[Object position labeling rows]
══════

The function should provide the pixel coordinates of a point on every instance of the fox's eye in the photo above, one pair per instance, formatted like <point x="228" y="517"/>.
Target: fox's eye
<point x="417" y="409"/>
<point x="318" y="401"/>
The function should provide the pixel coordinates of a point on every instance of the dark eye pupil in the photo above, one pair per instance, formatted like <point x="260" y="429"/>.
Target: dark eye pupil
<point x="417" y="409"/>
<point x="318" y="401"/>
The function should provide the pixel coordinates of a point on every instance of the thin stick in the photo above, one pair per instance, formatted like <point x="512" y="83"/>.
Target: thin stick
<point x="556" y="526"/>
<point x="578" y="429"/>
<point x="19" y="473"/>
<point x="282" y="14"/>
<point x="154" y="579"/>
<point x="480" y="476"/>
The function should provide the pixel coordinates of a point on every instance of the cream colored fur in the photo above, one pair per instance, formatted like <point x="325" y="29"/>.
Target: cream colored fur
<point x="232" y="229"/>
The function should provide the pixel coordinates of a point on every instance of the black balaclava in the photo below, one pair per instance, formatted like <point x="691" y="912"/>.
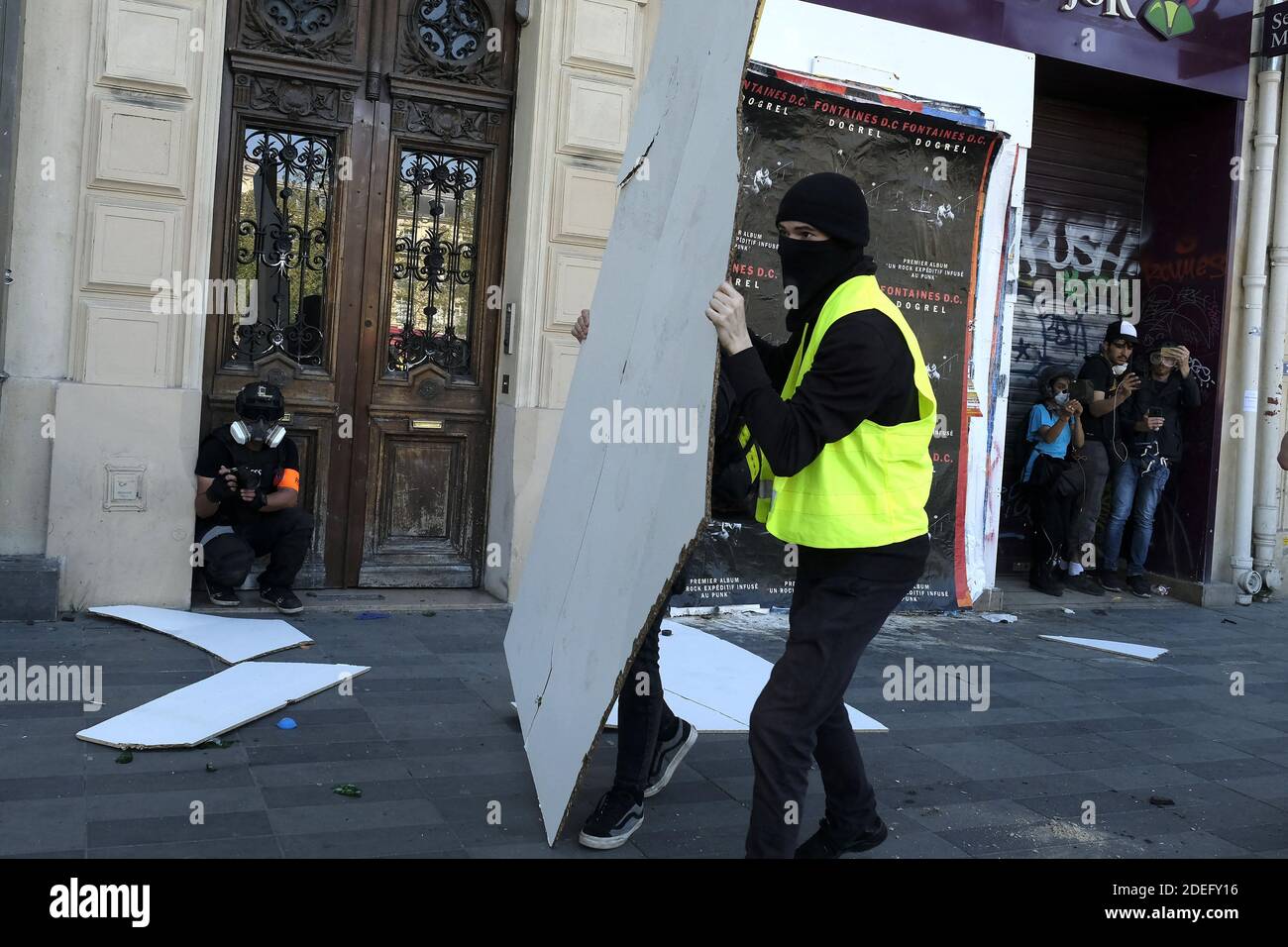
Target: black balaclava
<point x="835" y="205"/>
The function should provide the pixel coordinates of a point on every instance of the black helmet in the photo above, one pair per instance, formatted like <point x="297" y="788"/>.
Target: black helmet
<point x="259" y="408"/>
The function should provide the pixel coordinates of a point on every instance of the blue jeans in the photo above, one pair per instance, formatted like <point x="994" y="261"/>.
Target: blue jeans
<point x="1134" y="495"/>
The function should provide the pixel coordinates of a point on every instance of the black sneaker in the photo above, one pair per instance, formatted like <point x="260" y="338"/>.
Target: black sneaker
<point x="283" y="599"/>
<point x="1138" y="586"/>
<point x="613" y="821"/>
<point x="666" y="758"/>
<point x="827" y="844"/>
<point x="1109" y="581"/>
<point x="223" y="595"/>
<point x="1085" y="583"/>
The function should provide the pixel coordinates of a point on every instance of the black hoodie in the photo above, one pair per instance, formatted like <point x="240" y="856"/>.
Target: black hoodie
<point x="862" y="371"/>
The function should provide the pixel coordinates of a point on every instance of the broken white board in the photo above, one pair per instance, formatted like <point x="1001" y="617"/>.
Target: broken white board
<point x="228" y="639"/>
<point x="713" y="684"/>
<point x="622" y="504"/>
<point x="1125" y="648"/>
<point x="222" y="702"/>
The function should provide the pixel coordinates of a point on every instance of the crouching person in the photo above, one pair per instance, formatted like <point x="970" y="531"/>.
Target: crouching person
<point x="248" y="495"/>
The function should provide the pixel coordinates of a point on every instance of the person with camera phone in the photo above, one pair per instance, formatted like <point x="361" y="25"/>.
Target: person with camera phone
<point x="1052" y="478"/>
<point x="248" y="502"/>
<point x="1154" y="433"/>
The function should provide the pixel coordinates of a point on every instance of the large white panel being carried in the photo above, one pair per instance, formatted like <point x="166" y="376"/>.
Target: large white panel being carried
<point x="713" y="684"/>
<point x="617" y="515"/>
<point x="228" y="639"/>
<point x="223" y="702"/>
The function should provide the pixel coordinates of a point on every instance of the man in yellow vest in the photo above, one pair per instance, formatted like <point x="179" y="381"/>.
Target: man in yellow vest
<point x="842" y="414"/>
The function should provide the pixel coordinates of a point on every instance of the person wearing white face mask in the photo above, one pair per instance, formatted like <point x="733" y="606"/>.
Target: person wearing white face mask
<point x="1113" y="384"/>
<point x="1154" y="434"/>
<point x="1054" y="480"/>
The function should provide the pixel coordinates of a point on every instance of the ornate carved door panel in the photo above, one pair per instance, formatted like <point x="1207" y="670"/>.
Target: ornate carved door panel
<point x="364" y="188"/>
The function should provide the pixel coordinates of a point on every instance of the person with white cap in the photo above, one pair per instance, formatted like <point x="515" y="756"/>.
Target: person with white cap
<point x="1113" y="384"/>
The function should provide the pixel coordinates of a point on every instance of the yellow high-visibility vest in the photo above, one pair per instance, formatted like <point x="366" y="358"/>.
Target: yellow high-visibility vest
<point x="870" y="488"/>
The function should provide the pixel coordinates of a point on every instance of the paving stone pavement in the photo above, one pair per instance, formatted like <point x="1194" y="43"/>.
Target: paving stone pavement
<point x="430" y="738"/>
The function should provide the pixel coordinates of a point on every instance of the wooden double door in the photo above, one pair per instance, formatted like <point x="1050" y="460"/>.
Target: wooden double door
<point x="360" y="217"/>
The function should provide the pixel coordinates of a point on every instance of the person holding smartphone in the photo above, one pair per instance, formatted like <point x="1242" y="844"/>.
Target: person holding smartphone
<point x="1054" y="482"/>
<point x="1113" y="384"/>
<point x="1154" y="423"/>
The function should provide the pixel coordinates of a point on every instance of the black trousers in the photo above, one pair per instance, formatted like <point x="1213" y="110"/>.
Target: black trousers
<point x="642" y="715"/>
<point x="802" y="711"/>
<point x="1052" y="528"/>
<point x="283" y="536"/>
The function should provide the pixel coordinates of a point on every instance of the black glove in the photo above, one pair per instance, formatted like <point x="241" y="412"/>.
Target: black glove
<point x="219" y="491"/>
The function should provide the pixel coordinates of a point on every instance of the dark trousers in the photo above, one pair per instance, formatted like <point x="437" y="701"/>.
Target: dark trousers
<point x="1052" y="522"/>
<point x="642" y="715"/>
<point x="284" y="536"/>
<point x="1095" y="468"/>
<point x="802" y="711"/>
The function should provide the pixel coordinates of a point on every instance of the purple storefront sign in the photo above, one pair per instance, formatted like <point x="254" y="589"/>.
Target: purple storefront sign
<point x="1212" y="56"/>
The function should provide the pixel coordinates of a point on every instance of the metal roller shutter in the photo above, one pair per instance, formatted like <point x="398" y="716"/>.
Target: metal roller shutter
<point x="1083" y="202"/>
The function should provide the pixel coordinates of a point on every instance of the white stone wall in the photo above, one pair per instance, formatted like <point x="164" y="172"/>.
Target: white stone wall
<point x="117" y="137"/>
<point x="580" y="67"/>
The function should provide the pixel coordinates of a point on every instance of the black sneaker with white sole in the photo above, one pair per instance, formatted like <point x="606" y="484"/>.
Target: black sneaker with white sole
<point x="828" y="843"/>
<point x="666" y="758"/>
<point x="281" y="598"/>
<point x="1109" y="581"/>
<point x="613" y="821"/>
<point x="222" y="595"/>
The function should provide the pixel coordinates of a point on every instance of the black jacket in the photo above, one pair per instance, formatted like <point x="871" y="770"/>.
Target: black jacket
<point x="1172" y="398"/>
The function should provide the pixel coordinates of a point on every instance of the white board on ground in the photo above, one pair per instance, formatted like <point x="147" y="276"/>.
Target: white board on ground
<point x="622" y="504"/>
<point x="1126" y="648"/>
<point x="222" y="702"/>
<point x="713" y="684"/>
<point x="228" y="639"/>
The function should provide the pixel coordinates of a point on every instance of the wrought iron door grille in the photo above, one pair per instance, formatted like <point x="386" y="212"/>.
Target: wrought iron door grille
<point x="451" y="30"/>
<point x="436" y="227"/>
<point x="308" y="18"/>
<point x="283" y="243"/>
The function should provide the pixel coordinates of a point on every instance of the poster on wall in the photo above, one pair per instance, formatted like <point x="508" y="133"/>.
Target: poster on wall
<point x="923" y="170"/>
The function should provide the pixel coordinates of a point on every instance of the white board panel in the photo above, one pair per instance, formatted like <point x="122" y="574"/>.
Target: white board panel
<point x="1126" y="648"/>
<point x="713" y="684"/>
<point x="222" y="702"/>
<point x="616" y="517"/>
<point x="228" y="639"/>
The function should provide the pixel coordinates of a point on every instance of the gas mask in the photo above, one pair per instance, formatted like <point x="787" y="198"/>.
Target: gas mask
<point x="258" y="429"/>
<point x="259" y="408"/>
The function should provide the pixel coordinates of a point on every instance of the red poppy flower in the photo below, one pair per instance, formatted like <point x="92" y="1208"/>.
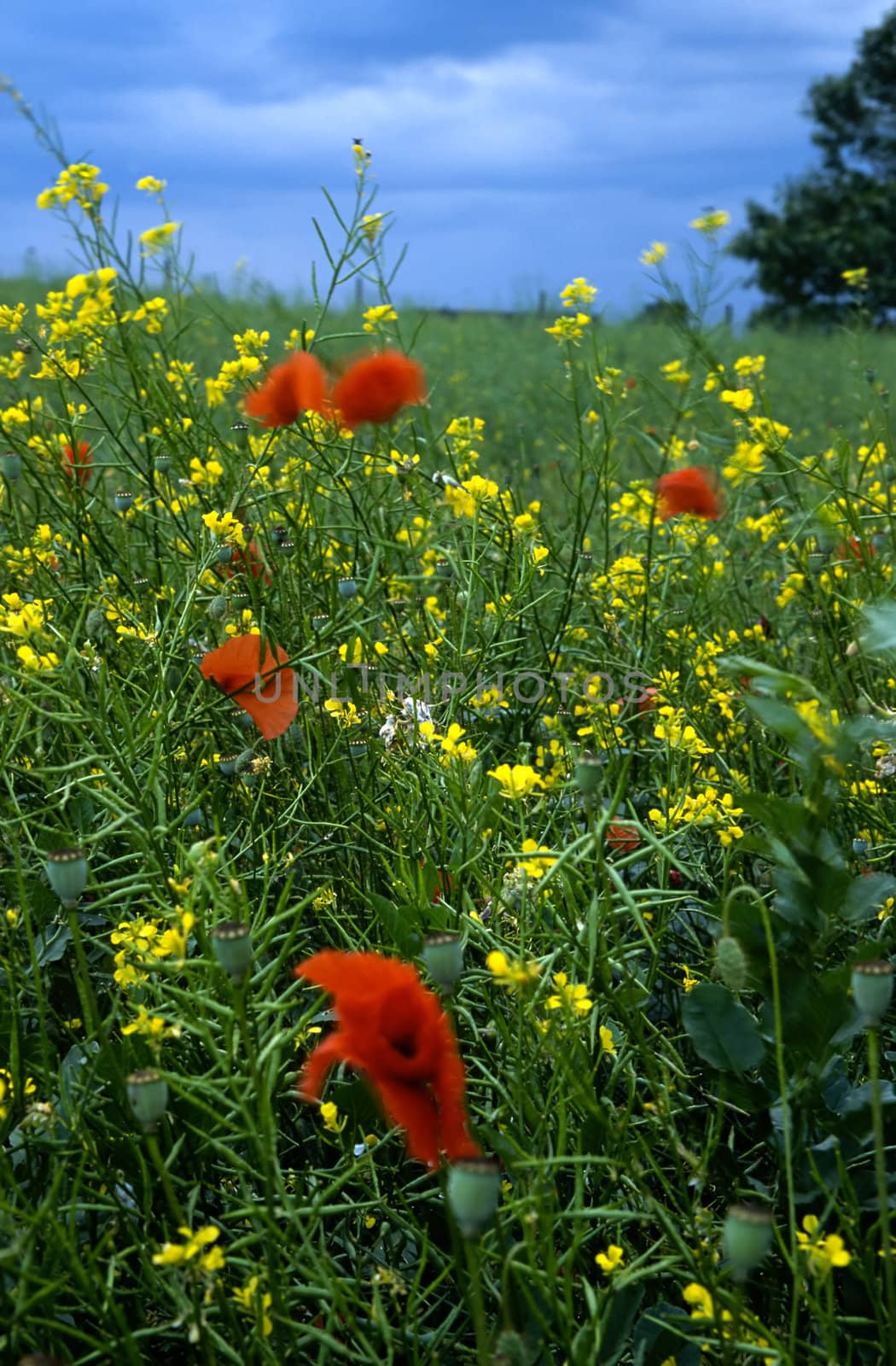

══════

PROBLEM TO SOLVE: Return each line of the rows above that contains the string "carved". Case counts when matching.

ANSWER BELOW:
The function should provide the pixel coordinates of a point on every instance of the ornate carved door panel in the photo above, one pair per instance, formatted like <point x="1207" y="670"/>.
Target: ornate carved door panel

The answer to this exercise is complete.